* [TASK]: Quote the items below word for word, from their first line through the line that contains "x=271, y=126".

═══ AVAILABLE RECORDS ═══

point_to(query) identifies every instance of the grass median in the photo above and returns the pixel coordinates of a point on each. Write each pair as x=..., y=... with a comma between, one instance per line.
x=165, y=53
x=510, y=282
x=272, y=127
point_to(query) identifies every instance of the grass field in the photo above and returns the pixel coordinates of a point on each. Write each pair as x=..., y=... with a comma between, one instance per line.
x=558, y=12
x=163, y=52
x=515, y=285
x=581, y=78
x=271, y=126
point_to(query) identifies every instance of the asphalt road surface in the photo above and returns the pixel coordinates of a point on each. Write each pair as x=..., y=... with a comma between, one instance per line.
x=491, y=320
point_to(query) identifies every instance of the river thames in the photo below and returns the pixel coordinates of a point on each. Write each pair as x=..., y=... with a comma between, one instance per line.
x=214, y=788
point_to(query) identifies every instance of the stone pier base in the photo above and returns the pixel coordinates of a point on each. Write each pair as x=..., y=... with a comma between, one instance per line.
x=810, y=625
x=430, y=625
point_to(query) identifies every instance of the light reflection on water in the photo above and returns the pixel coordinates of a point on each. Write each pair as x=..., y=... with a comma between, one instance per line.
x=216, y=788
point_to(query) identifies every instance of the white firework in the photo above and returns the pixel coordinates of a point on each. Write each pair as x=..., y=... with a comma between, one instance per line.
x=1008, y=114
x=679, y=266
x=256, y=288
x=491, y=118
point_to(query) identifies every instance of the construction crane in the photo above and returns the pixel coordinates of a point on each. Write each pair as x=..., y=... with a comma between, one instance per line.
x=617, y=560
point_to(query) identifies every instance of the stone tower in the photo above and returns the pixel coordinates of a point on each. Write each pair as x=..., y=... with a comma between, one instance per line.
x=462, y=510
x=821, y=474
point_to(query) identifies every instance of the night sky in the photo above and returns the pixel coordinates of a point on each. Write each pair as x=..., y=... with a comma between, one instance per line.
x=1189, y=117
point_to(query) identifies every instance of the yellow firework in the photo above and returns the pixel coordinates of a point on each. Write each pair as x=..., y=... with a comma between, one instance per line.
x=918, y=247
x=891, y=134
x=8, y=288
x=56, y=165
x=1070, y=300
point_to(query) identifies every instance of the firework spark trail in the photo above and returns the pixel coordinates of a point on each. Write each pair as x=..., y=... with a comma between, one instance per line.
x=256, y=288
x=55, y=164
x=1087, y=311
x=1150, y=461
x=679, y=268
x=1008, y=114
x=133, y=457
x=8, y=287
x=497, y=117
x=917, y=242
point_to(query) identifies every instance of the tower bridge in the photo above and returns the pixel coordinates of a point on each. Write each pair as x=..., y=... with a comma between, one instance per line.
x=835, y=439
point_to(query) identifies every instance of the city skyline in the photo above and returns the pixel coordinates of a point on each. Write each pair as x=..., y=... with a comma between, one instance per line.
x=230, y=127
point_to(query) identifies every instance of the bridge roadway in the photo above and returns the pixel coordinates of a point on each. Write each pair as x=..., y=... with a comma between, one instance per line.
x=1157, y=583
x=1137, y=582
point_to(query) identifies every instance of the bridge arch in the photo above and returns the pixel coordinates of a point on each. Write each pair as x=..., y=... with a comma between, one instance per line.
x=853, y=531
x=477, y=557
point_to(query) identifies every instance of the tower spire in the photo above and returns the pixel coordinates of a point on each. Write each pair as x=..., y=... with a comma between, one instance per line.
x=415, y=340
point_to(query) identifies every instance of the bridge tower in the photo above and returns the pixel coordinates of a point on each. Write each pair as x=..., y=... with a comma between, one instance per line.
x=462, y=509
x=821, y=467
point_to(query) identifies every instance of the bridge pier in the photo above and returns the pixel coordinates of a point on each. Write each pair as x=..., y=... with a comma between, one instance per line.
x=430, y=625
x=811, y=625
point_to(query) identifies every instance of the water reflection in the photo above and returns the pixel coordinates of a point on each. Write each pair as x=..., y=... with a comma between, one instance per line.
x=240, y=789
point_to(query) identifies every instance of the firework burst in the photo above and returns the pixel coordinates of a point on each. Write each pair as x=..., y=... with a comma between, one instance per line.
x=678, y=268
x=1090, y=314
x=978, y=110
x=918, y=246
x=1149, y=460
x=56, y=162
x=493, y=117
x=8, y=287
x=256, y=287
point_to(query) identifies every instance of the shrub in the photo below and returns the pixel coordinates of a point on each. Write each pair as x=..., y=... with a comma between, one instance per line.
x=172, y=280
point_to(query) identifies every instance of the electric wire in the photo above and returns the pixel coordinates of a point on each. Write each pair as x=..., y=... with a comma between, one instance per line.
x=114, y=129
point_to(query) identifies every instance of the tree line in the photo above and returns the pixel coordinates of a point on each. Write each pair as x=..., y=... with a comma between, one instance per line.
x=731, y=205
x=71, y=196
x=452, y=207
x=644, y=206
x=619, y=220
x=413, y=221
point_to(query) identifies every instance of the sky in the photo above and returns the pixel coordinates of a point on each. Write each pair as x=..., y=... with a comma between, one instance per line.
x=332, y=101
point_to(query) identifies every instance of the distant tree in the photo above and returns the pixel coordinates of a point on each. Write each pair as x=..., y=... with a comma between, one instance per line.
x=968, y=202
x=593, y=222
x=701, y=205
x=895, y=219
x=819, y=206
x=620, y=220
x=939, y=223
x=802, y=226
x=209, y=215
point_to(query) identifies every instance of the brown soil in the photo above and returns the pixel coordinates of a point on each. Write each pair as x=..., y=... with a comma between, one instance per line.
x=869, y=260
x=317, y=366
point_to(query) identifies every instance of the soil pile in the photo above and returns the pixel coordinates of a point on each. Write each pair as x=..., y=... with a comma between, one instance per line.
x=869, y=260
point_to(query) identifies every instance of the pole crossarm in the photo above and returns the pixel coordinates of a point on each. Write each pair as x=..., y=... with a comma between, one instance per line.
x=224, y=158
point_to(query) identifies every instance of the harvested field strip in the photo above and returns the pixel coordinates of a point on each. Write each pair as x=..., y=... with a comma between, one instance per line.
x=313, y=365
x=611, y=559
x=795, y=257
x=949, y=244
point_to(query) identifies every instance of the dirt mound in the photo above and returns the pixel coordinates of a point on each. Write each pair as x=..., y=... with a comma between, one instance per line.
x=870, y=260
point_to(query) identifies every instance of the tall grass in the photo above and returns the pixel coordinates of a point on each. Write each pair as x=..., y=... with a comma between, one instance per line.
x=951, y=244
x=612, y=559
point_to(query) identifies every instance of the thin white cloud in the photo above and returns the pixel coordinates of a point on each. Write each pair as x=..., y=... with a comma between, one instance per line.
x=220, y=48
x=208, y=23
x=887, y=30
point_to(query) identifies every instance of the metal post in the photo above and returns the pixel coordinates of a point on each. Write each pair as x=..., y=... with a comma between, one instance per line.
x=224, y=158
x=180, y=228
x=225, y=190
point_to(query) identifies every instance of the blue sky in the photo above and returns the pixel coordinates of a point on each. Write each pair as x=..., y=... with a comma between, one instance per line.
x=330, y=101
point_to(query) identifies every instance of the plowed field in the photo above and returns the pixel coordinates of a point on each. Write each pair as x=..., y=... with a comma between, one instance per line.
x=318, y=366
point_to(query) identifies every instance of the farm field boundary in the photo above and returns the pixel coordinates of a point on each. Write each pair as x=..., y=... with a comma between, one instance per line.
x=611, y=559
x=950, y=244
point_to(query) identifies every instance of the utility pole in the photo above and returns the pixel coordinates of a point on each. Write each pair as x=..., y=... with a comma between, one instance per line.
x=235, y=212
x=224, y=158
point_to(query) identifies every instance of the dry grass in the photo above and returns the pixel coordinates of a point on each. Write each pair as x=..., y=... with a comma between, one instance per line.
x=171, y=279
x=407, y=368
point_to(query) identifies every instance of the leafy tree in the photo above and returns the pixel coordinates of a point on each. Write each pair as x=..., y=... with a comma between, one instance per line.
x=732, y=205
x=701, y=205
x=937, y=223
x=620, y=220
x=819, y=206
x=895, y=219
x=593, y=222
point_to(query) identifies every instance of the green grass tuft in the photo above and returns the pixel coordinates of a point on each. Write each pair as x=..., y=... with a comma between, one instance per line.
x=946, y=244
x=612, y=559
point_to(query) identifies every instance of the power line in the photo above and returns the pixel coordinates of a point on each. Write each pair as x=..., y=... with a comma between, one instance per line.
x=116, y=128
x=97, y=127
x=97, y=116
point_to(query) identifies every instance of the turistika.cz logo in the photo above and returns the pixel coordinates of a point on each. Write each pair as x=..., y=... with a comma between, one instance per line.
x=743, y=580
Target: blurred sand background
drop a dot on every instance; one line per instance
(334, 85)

═══

* [RESPONSE BELOW]:
point_to(query) identifies every instance of the grass median in the photo above and returns the pixel coordinates of a point on each. Write each pair as x=..., y=... with a comma between, one instance per line.
x=165, y=53
x=510, y=282
x=272, y=127
point_to(query) identifies every instance of the grass field in the photo above and returns the pixel coordinates of a point on each. Write each pair as x=..., y=... with a comma between, one instance per line.
x=558, y=12
x=163, y=52
x=515, y=285
x=581, y=78
x=271, y=126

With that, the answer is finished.